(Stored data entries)
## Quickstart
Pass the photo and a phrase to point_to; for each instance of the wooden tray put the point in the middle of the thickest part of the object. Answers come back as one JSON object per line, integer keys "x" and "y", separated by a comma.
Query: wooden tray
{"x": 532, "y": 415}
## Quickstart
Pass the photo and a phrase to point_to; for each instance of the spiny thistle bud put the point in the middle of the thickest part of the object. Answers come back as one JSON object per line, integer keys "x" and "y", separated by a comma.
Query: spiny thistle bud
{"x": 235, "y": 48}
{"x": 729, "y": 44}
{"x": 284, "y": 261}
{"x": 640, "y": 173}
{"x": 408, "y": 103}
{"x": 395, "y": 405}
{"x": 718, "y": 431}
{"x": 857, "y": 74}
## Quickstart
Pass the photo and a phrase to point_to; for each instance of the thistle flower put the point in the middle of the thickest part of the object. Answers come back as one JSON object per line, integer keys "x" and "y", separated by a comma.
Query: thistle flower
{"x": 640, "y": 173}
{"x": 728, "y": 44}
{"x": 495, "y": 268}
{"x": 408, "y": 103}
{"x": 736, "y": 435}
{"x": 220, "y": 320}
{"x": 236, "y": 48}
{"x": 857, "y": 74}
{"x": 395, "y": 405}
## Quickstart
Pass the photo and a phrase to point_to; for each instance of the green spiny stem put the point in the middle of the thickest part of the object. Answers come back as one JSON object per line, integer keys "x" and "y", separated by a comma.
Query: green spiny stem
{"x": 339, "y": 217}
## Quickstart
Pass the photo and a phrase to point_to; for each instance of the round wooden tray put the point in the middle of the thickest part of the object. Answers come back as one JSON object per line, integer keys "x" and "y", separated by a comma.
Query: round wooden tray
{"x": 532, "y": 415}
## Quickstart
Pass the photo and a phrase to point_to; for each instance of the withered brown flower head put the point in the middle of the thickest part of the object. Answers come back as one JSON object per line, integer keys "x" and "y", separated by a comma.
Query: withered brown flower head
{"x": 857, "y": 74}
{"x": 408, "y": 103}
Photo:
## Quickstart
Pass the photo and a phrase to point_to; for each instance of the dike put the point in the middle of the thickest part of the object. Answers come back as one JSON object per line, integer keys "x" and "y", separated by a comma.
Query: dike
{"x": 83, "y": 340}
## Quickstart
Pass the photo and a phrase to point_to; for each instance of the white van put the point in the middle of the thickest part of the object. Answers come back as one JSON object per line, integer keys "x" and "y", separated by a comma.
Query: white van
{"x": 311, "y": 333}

● **What you should do**
Write out every record, exactly as written.

● **Reply to the exercise**
## Quickstart
Pass the photo and a phrase to point_to; for each instance of the wooden tray put the point in the middle of the thickest part of the object. Answers come back as one JSON object per line, integer keys "x" and "y", separated by a comma.
Query: wooden tray
{"x": 532, "y": 415}
## Quickstart
Pass the photo and a phrase to point_to; for each instance of the spiny thistle bud put the point in the middle of the thickest part of the object. Answers come back as one JSON object per line, integer keys "x" and "y", separated by a comma.
Query: spiny thistle bud
{"x": 235, "y": 48}
{"x": 729, "y": 44}
{"x": 284, "y": 261}
{"x": 640, "y": 173}
{"x": 408, "y": 103}
{"x": 395, "y": 405}
{"x": 718, "y": 431}
{"x": 857, "y": 74}
## Quickstart
Pass the photo and a phrase to point_to; for each instance of the thistle flower put the point in the middle of the thickest part of the object. Answers come back as one JSON object per line, integer keys "x" and "y", separated by a comma.
Query: thistle flower
{"x": 640, "y": 173}
{"x": 728, "y": 44}
{"x": 495, "y": 268}
{"x": 408, "y": 103}
{"x": 736, "y": 435}
{"x": 220, "y": 320}
{"x": 236, "y": 48}
{"x": 857, "y": 74}
{"x": 395, "y": 405}
## Quickstart
Pass the photo and a phrase to point_to; for each instance of the green spiny stem put the point in the middle of the thickest part of the object. Answers come back as one JSON object per line, integer keys "x" and "y", separated by a comma.
Query: green spiny stem
{"x": 339, "y": 217}
## Quickstart
Pass the photo and a phrase to point_to; for each instance of the round wooden tray put the point in the middle of the thickest part of the object. Answers come back as one JSON object per line, integer keys "x" and "y", separated by a comma.
Query: round wooden tray
{"x": 532, "y": 415}
## Quickstart
Pass the photo and a phrase to point_to; for each instance of the withered brown flower head put the point in the middle of the thickest part of the object. Answers come back as one JSON object per line, integer keys "x" and "y", separated by a comma.
Query: withered brown flower head
{"x": 857, "y": 74}
{"x": 408, "y": 103}
Photo:
## Quickstart
Pass the photo and a phrase to point_to; for each instance of the dike put the point in the middle of the thickest part of the object. Answers come back as one JSON object per line, integer keys "x" and "y", separated by a comma.
Query: dike
{"x": 83, "y": 340}
## Quickstart
Pass the photo and a phrase to point_to; for each instance of the white van put the point in the middle of the thickest part of the object. Answers come back as one JSON object per line, integer keys "x" and "y", separated by a comma.
Query: white van
{"x": 311, "y": 333}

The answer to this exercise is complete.